> [Work task]: A faithful copy of the data is the goal; set it down exactly, without the images.

> [Exercise material]:

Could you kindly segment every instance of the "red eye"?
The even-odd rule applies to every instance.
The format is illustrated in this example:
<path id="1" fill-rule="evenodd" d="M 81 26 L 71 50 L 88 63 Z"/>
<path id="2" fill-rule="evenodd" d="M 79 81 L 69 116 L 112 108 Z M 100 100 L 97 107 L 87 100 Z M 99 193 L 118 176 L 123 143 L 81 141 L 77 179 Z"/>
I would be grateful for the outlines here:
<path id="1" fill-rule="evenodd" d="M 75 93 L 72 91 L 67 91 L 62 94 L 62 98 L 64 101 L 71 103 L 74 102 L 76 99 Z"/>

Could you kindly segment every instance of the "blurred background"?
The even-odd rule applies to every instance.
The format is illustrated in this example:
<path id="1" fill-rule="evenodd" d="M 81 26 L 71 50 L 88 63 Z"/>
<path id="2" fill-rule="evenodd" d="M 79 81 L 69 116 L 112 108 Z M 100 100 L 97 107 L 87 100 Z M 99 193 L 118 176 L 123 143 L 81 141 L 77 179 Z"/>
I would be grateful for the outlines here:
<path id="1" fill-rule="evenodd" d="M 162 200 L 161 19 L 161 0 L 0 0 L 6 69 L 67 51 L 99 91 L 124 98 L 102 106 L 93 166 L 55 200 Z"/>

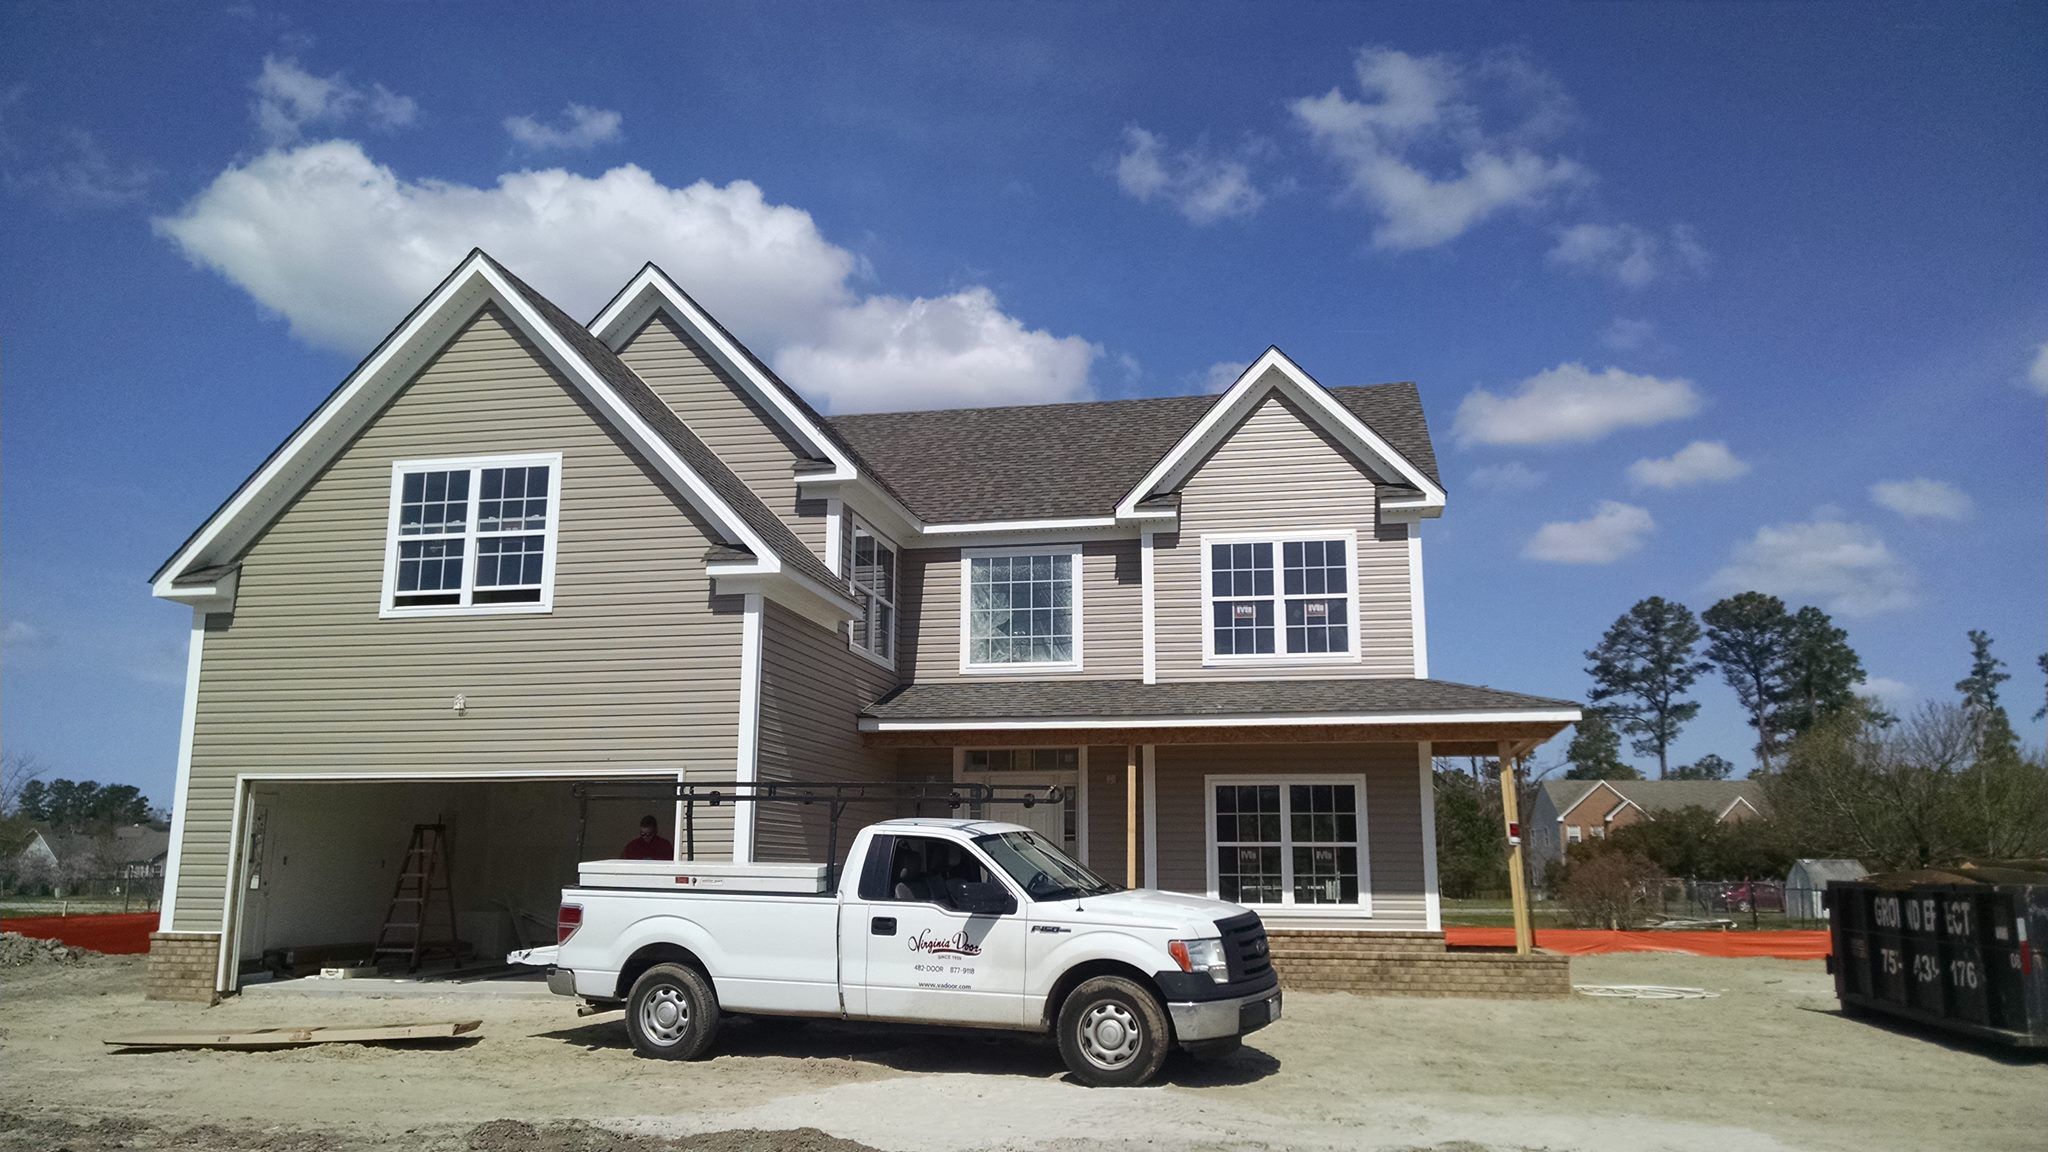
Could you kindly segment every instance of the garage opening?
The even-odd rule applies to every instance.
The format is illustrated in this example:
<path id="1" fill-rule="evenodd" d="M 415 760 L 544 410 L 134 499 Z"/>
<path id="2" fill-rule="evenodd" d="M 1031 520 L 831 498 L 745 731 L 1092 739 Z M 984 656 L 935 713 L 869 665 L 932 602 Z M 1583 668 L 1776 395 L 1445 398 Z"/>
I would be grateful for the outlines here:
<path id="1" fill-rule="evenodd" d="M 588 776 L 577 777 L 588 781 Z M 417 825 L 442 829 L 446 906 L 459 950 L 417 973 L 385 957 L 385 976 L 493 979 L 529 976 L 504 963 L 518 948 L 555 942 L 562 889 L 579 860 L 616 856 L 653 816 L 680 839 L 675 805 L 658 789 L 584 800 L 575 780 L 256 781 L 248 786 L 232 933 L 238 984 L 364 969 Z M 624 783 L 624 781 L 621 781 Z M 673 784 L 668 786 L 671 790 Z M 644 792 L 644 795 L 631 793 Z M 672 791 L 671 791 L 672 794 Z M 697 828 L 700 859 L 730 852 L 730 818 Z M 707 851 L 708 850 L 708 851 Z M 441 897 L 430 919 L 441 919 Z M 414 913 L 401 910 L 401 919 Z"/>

> [Solution for this exercise]:
Could you kindly segment every instance of the "red eye"?
The even-odd rule applies to every instance.
The format is illustrated in this example:
<path id="1" fill-rule="evenodd" d="M 81 26 L 71 50 L 88 63 Z"/>
<path id="2" fill-rule="evenodd" d="M 79 81 L 69 116 L 112 108 Z M 100 100 L 97 107 L 87 100 Z M 99 193 L 118 176 L 123 143 L 81 141 L 77 179 Z"/>
I would be grateful for the outlines here:
<path id="1" fill-rule="evenodd" d="M 75 93 L 72 91 L 67 91 L 62 94 L 62 98 L 64 101 L 71 103 L 74 102 L 76 99 Z"/>

Could you kindly segment every instance of the "blurred background"?
The even-odd rule applies to every instance.
The format is illustrated in this example:
<path id="1" fill-rule="evenodd" d="M 81 26 L 71 50 L 88 63 Z"/>
<path id="2" fill-rule="evenodd" d="M 79 81 L 69 116 L 112 108 Z M 100 100 L 97 107 L 87 100 Z M 99 193 L 118 176 L 123 143 L 81 141 L 77 179 Z"/>
I would be grateful for the outlines here:
<path id="1" fill-rule="evenodd" d="M 162 200 L 161 19 L 161 0 L 0 0 L 6 69 L 67 51 L 99 91 L 124 98 L 102 106 L 93 166 L 55 200 Z"/>

Could you kindly segment every instance of the garage opening?
The even-odd rule applies to every instance.
The format is illustrated in this example:
<path id="1" fill-rule="evenodd" d="M 415 760 L 544 410 L 134 499 Z"/>
<path id="2" fill-rule="evenodd" d="M 1031 520 L 831 498 L 745 731 L 1092 739 Z M 984 656 L 935 713 L 869 665 L 932 602 Z M 1583 668 L 1776 395 L 1445 398 Z"/>
I would be grateful for the outlines here:
<path id="1" fill-rule="evenodd" d="M 588 776 L 577 777 L 588 781 Z M 417 825 L 442 829 L 446 906 L 459 950 L 417 973 L 385 957 L 385 976 L 493 979 L 529 976 L 504 963 L 518 948 L 555 942 L 562 889 L 579 860 L 616 856 L 653 816 L 680 839 L 675 805 L 658 789 L 584 800 L 575 780 L 256 781 L 248 786 L 232 933 L 238 984 L 364 969 Z M 624 783 L 624 781 L 621 781 Z M 673 784 L 668 786 L 671 790 Z M 644 792 L 644 795 L 631 793 Z M 672 791 L 671 791 L 672 794 Z M 697 828 L 700 859 L 730 852 L 730 818 Z M 707 851 L 708 850 L 708 851 Z M 441 897 L 430 919 L 441 919 Z M 414 913 L 401 910 L 401 919 Z"/>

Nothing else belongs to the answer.